- [WHAT YOU HAVE TO DO]:
Lay out the lines from the start through the line containing "box: [499, 579, 550, 597]" as a JSON list of strings, one string per line, with blank lines omitted. Both ends are included, and the pictures stay out of the list.

---- DATA UNDER STUDY

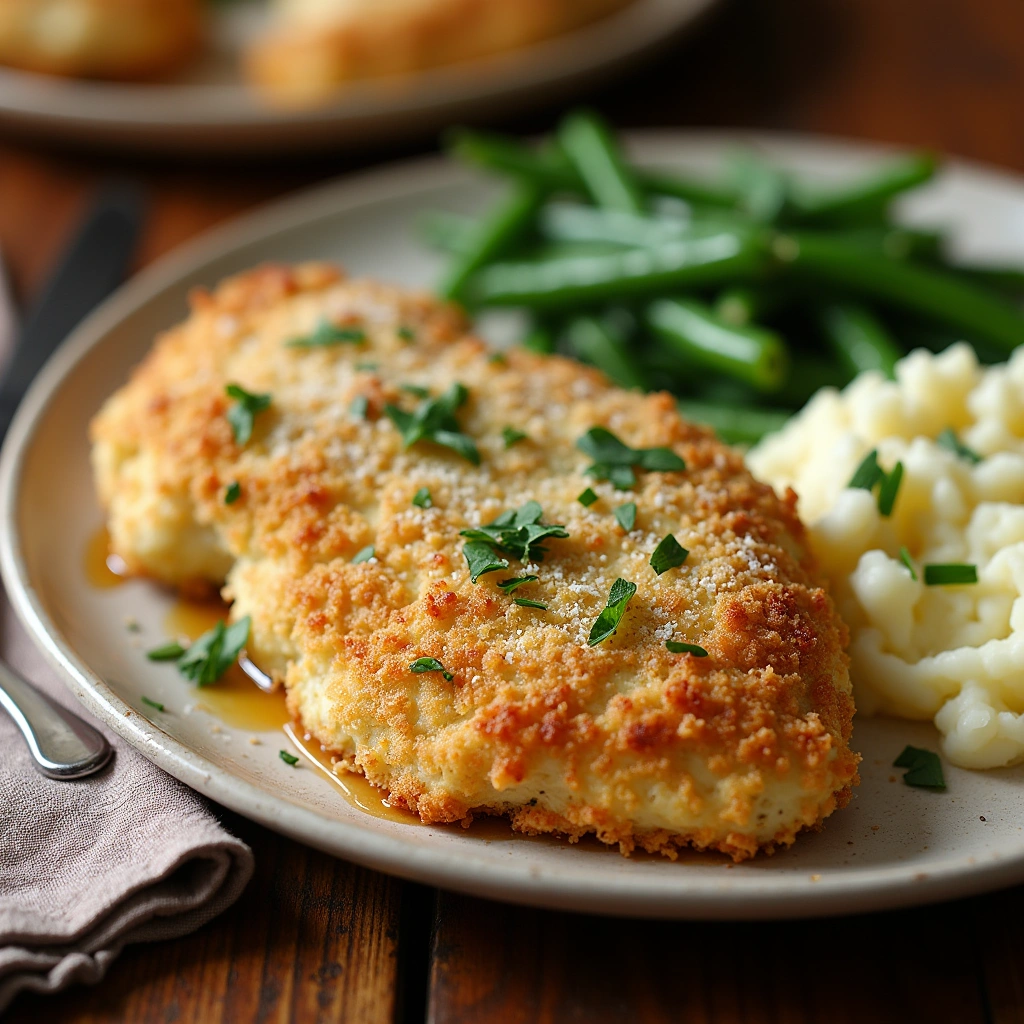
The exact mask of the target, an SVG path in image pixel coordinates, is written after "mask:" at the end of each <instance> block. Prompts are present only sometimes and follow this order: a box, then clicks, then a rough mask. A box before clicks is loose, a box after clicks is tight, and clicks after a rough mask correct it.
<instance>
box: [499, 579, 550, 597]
mask: <svg viewBox="0 0 1024 1024" xmlns="http://www.w3.org/2000/svg"><path fill="white" fill-rule="evenodd" d="M540 579H541V578H540V577H535V575H528V574H527V575H524V577H512V579H511V580H502V581H500V582H499V584H498V589H499V590H504V591H505V593H506V594H511V593H512V591H514V590H518V589H519V588H520V587H523V586H525V585H526V584H527V583H537V581H538V580H540Z"/></svg>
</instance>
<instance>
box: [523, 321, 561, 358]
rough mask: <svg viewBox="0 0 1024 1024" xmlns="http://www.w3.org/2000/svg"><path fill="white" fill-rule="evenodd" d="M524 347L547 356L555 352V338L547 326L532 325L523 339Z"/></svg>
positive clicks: (543, 325)
mask: <svg viewBox="0 0 1024 1024" xmlns="http://www.w3.org/2000/svg"><path fill="white" fill-rule="evenodd" d="M522 347H523V348H528V349H529V350H530V351H531V352H538V353H539V354H541V355H547V354H549V353H551V352H553V351H554V350H555V336H554V333H553V332H552V330H551V328H550V327H549V326H548V325H547V324H532V325H531V326H530V328H529V330H528V331H527V332H526V334H525V336H524V337H523V339H522Z"/></svg>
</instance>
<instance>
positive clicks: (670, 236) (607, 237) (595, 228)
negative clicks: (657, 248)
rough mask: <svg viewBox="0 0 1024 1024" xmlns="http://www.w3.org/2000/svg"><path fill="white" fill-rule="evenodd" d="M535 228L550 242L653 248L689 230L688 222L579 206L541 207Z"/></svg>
mask: <svg viewBox="0 0 1024 1024" xmlns="http://www.w3.org/2000/svg"><path fill="white" fill-rule="evenodd" d="M538 227H539V228H540V231H541V234H543V236H544V237H545V238H546V239H551V240H552V241H553V242H613V243H616V244H617V245H622V246H656V245H658V244H660V243H663V242H670V241H672V240H673V239H679V238H686V237H687V232H690V231H692V230H693V227H692V223H691V222H690V221H689V220H688V219H683V218H679V217H677V218H673V219H668V218H663V219H655V218H653V217H643V216H638V215H637V214H635V213H625V212H623V211H621V210H595V209H594V207H592V206H583V205H582V204H580V203H547V204H545V206H543V207H542V208H541V213H540V216H539V219H538Z"/></svg>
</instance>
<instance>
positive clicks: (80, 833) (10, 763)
mask: <svg viewBox="0 0 1024 1024" xmlns="http://www.w3.org/2000/svg"><path fill="white" fill-rule="evenodd" d="M0 650H2V651H3V655H4V657H5V658H6V659H7V662H8V663H9V664H10V665H12V666H13V667H14V668H15V669H17V670H18V671H19V672H20V673H22V674H23V675H24V676H26V678H28V679H30V680H32V681H33V682H34V683H36V684H37V685H38V686H39V687H40V688H41V689H43V690H45V691H46V692H47V693H48V694H49V695H50V696H52V697H55V698H56V699H57V700H59V701H60V702H61V703H63V705H66V706H68V707H69V708H72V709H73V710H74V711H76V712H79V713H82V710H81V708H80V707H79V706H78V703H77V701H76V700H75V698H74V697H73V696H71V694H69V693H68V692H67V691H66V689H65V687H63V686H62V685H61V684H60V682H59V681H58V680H57V679H56V677H55V673H54V672H53V671H52V670H51V669H50V668H49V667H48V666H47V665H46V663H45V660H44V659H43V657H42V655H41V654H40V653H39V652H38V651H37V650H36V649H35V648H34V647H33V645H32V642H31V641H30V640H29V638H28V637H27V636H26V634H25V632H24V631H23V630H22V627H20V625H19V624H18V623H17V622H16V621H15V618H14V614H13V612H12V611H11V610H10V607H9V605H8V604H7V601H6V599H5V598H3V597H2V595H0ZM103 731H104V733H105V735H106V738H108V739H109V740H111V742H112V743H114V746H115V748H116V752H117V753H116V755H115V758H114V761H113V763H112V764H111V765H110V766H108V767H106V768H104V769H103V770H102V771H101V772H100V773H99V774H97V775H93V776H92V777H91V778H85V779H81V780H80V781H77V782H57V781H53V780H51V779H47V778H44V777H43V776H42V775H40V774H39V773H38V772H37V771H36V770H35V769H34V768H33V767H32V761H31V759H30V757H29V752H28V750H27V748H26V746H25V743H24V742H23V741H22V737H20V735H19V734H18V733H17V730H16V729H15V728H14V724H13V723H12V722H11V721H10V719H9V718H8V717H7V716H6V715H5V714H3V712H0V1013H2V1011H3V1009H4V1007H5V1006H7V1004H8V1002H9V1001H10V999H11V998H12V997H13V996H14V994H15V993H16V992H18V991H20V990H22V989H34V990H36V991H41V992H53V991H56V990H57V989H60V988H63V987H65V986H66V985H69V984H71V983H72V982H76V981H86V982H94V981H97V980H98V979H99V978H101V977H102V976H103V974H104V972H105V971H106V969H108V968H109V967H110V965H111V963H112V961H113V959H114V957H115V956H117V954H118V953H119V952H120V950H121V948H122V947H123V946H124V945H125V944H126V943H129V942H152V941H155V940H158V939H170V938H174V937H176V936H179V935H184V934H186V933H187V932H191V931H194V930H195V929H197V928H199V927H200V926H201V925H203V924H205V923H206V922H207V921H209V920H210V919H211V918H214V916H215V915H216V914H218V913H220V911H221V910H223V909H224V908H225V907H227V906H229V905H230V904H231V903H233V902H234V900H236V899H238V897H239V895H240V894H241V892H242V890H243V889H244V888H245V886H246V883H248V881H249V879H250V878H251V876H252V871H253V856H252V851H251V850H250V849H249V847H247V846H246V845H245V844H244V843H242V842H241V841H240V840H237V839H234V837H232V836H230V835H229V834H228V833H227V831H226V830H225V829H224V828H223V827H222V826H221V824H220V823H219V822H218V821H217V819H216V818H215V817H214V815H213V814H212V813H211V811H210V809H209V807H208V806H207V804H206V803H205V802H204V801H203V800H202V799H201V798H200V797H199V796H197V795H196V794H195V793H193V792H191V791H190V790H188V788H187V787H186V786H184V785H182V784H181V783H180V782H178V781H177V780H175V779H173V778H171V776H170V775H167V774H165V773H164V772H163V771H161V770H160V769H159V768H157V767H156V766H155V765H153V764H151V763H150V762H148V761H146V760H145V759H144V758H143V757H142V756H141V755H139V754H137V753H136V752H135V751H134V750H132V749H131V748H130V746H129V745H128V744H127V743H125V742H124V740H122V739H120V738H119V737H118V736H115V735H114V734H113V733H111V732H109V731H108V730H105V729H104V730H103Z"/></svg>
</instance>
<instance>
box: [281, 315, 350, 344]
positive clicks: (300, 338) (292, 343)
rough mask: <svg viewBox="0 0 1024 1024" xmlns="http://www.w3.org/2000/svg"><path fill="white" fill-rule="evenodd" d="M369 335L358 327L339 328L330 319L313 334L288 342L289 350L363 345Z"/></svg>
mask: <svg viewBox="0 0 1024 1024" xmlns="http://www.w3.org/2000/svg"><path fill="white" fill-rule="evenodd" d="M366 340H367V333H366V331H364V330H362V329H361V328H357V327H339V326H338V325H337V324H332V323H331V322H330V321H329V319H322V321H321V322H319V324H317V325H316V327H315V328H314V330H313V332H312V334H307V335H305V336H304V337H302V338H293V339H292V340H291V341H288V342H286V343H285V344H286V345H287V347H288V348H332V347H334V346H335V345H362V344H365V343H366Z"/></svg>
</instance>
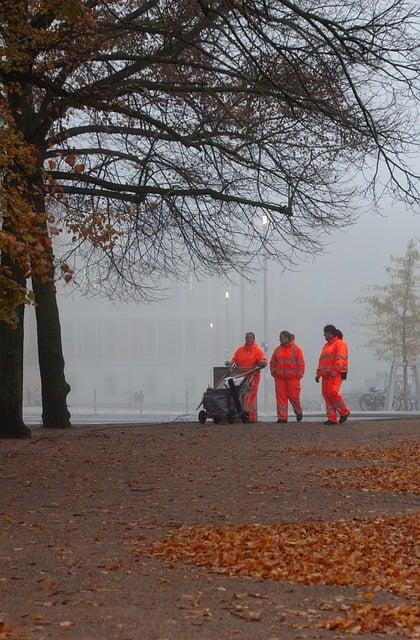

--------

- [ANSWER TO THIS PROBLEM]:
[
  "The exact mask of the target, an SVG path in image pixel coordinates, is written after \"mask:\" at the end of each <instance> block. Prompts are present only sometimes and follow this order: a box, then clicks, then a rough mask. A box before clicks is loose, a box after clicks is tight, and clicks after a rough mask correct it.",
  "<instance>",
  "box: [499, 579, 550, 597]"
]